This argument is mutually exclusive with --streams. It
is often used for test purpose.
--streams STREAMS generate how many query streams. This argument is mutually exclusive with --template.
Example command to generate one query using template 1.sql ( There are 22 default queries and templates):
cd nds-h
python nds_h_gen_query_stream.py 3000 ./query_1 --template <query_number>
Example command to generate 10 query streams each one of which contains all NDS-H queries but in different order:
cd nds-h
python nds_h_gen_query_stream.py 3000 ./query_streams --streams 10
There's a customized Spark listener used to track the Spark task status e.g. success or failed or success with retry. The results will be recorded at the json summary files when all jobs are finished. This is often used for test or query monitoring purpose.
To build:
cd utils/jvm_listener
mvn package
benchmark-listener-1.0-SNAPSHOT.jar
will be generated in jvm_listener/target
folder.
After user generates query streams, Power Run can be executed using one of them by submitting nds_h_power.py
to Spark.
Arguments supported by nds_h_power.py
:
usage: nds_h_power.py [-h] [--input_format {parquet,}]
[--output_format OUTPUT_FORMAT]
[--property_file PROPERTY_FILE]
<input_data_location>
<query_stream_file>
<time_log_file>
positional arguments:
input_data_location input data location (e.g., "hdfs:///ds-generated-data").
query_stream_file query stream file that contains NDS-H queries in specific order
time_log_file path to execution time log, only support local path.
optional arguments:
-h, --help show this help message and exit
--input_format {parquet,orc,avro,csv,json,iceberg,delta}
type for input data source, e.g. parquet, orc, json, csv or iceberg, delta. Certain types are not fully supported by GPU reading, please refer to https://github.com/NVIDIA/spark-rapids/blob/branch-24.08/docs/compatibility.md for more details.
--output_prefix OUTPUT_PREFIX
text to prepend to every output file (e.g., "hdfs:///ds-parquet")
--output_format OUTPUT_FORMAT
type of query output
--property_file PROPERTY_FILE
property file for Spark configuration.
--json_summary_folder JSON_SUMMARY_FOLDER
Empty folder/path (will create if not exist) to save JSON summary file for each query.
--sub_queries SUB_QUERIES
comma separated list of queries to run. If not specified, all queries in the stream file will be run.
e.g. "query1,query2,query3". Note, use "_part1","_part2" and "part_3" suffix for the following query names: query15
Example command to submit nds_h_power.py by spark-submit-template utility:
cd shared
./spark-submit-template power_run_gpu.template \
../nds-h/nds_h_power.py \
<parquet_folder_location> \
<query_stream_folder>/query_0.sql \
time.csv \
--property_file ../utils/properties/aqe-on.properties
User can also use spark-submit
to submit nds_h_power.py
directly.
To simplify the performance analysis process, the script will create a local CSV file to save query(including TempView creation) and corresponding execution time. Note: please use client
mode(set in your power_run_gpu.template
file) when running in Yarn distributed environment to make sure the time log is saved correctly in your local path.

*Job a*: Copy out every line of the listing below, requests included, and shift each bounding-box coordinate in the answers by adding -105 to it.

Stored items from a collection:
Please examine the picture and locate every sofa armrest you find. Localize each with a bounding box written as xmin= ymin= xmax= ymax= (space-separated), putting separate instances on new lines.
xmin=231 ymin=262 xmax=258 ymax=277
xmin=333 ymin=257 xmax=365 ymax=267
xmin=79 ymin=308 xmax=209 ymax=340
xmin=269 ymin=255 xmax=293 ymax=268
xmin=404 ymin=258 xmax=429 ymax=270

*Job b*:
Say whether each statement agrees with the text on the NDS-H query tools, answering yes or no and quoting the words of the text that decide it.
(i) The --streams option can be combined with --template.
(ii) The time log file for nds_h_power.py has to be on a local path.
(iii) Running mvn package puts the listener jar in the jvm_listener/target folder.

*Written solution a*:
Please examine the picture and locate every sofa armrest you find. Localize each with a bounding box written as xmin= ymin= xmax= ymax= (space-separated), putting separate instances on new lines.
xmin=126 ymin=157 xmax=153 ymax=172
xmin=228 ymin=152 xmax=260 ymax=162
xmin=-26 ymin=203 xmax=104 ymax=235
xmin=164 ymin=150 xmax=188 ymax=163
xmin=299 ymin=153 xmax=324 ymax=165

*Written solution b*:
(i) No: "This argument is mutually exclusive with --template."
(ii) Yes: "path to execution time log, only support local path."
(iii) Yes: "will be generated in jvm_listener/target"